Text passage:
GENERAL FACILITY TERMS
   
CLOSING DATE
  The date upon which definitive legal documentation evidencing the Facilities shall be duly executed, but no later than 31st March 2010.
 
   
INTEREST RATE/PERIODS
  Subject to the provisions set out in “Hedging” below, drawings under the Facilities will be maintained as Eurodollar loans, which will bear interest at the LIBOR Rate for the respective Interest Period plus the Applicable Margin plus Mandatory Cost (as applicable). Each Interest Period shall, at the Borrowers’ option, be for three or six months, or such other Interest Period as the Agent may agree, provided that the maximum period between payments of Interest shall be 3 months.
 
   
HEDGING
  Existing hedging instruments, as applicable respectively to the Senior and Junior Term Loan Facility, to be rolled into new Facility. Provisions of existing Senior Facility Interest Rate Hedging Strategy Letter, and Junior Facility Interest Rate Hedging Strategy Letter, both dated 13th December 2007, to remain in place.
 
   
APPLICABLE MARGIN
  Prior to the Initial Delivery Date (in respect of Hull N213), and the Final Delivery Date (in respect of Hull N216), the Applicable Margin shall, in respect of the Senior Term Loan, be 350bps per annum and, in respect of the Junior Term Loan, 550bps per annum.
 
   
 
  The Applicable Margin, following the delivery of each Security Vessel, shall be referable to the security coverage, calculated by means of the Security Maintenance Test, and as evidenced in the latest Compliance Certificate, and applied from the next Interest Period after production of the Compliance Certificate:
         
Security Coverage   Senior Term Loan   Junior Term Loan
<115%   340bps per annum   520bps per annum
115%-129.9%   320bps per annum   490bps per annum
>=130%   275bps per annum   450bps per annum
     
AGENCY FEE
  US$10,000 per annum, payable in advance on the Closing Date, and on the anniversary of the Closing Date thereafter until Final Maturity Date.
 
   
GUARANTEE FEE
  Applicable Margin on all Payment Guarantees issued, payable quarterly in advance.
 
   
COMMITMENT FEE
  50% of the Applicable Margin payable quarterly in arrears on undrawn commitments under the Senior Term Loan Facility and Junior Term Loan Facility from the Closing Date.

Page 5 of 12


 

     
ARRANGEMENT FEE
  0.85% of the aggregate of the Senior Facility Amount and Junior Facility Amount, payable as to 50% on the Closing Date, with the remaining 50% payable on the first anniversary of the Closing Date.

What you are asked to do:
Extract the part of the facility terms text from "GENERAL FACILITY TERMS" to "shall be 3 months." and copy it without any changes.

Information provided:
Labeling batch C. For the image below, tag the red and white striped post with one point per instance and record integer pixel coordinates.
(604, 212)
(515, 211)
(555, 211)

Output for this task:
GENERAL FACILITY TERMS
   
CLOSING DATE
  The date upon which definitive legal documentation evidencing the Facilities shall be duly executed, but no later than 31st March 2010.
 
   
INTEREST RATE/PERIODS
  Subject to the provisions set out in “Hedging” below, drawings under the Facilities will be maintained as Eurodollar loans, which will bear interest at the LIBOR Rate for the respective Interest Period plus the Applicable Margin plus Mandatory Cost (as applicable). Each Interest Period shall, at the Borrowers’ option, be for three or six months, or such other Interest Period as the Agent may agree, provided that the maximum period between payments of Interest shall be 3 months.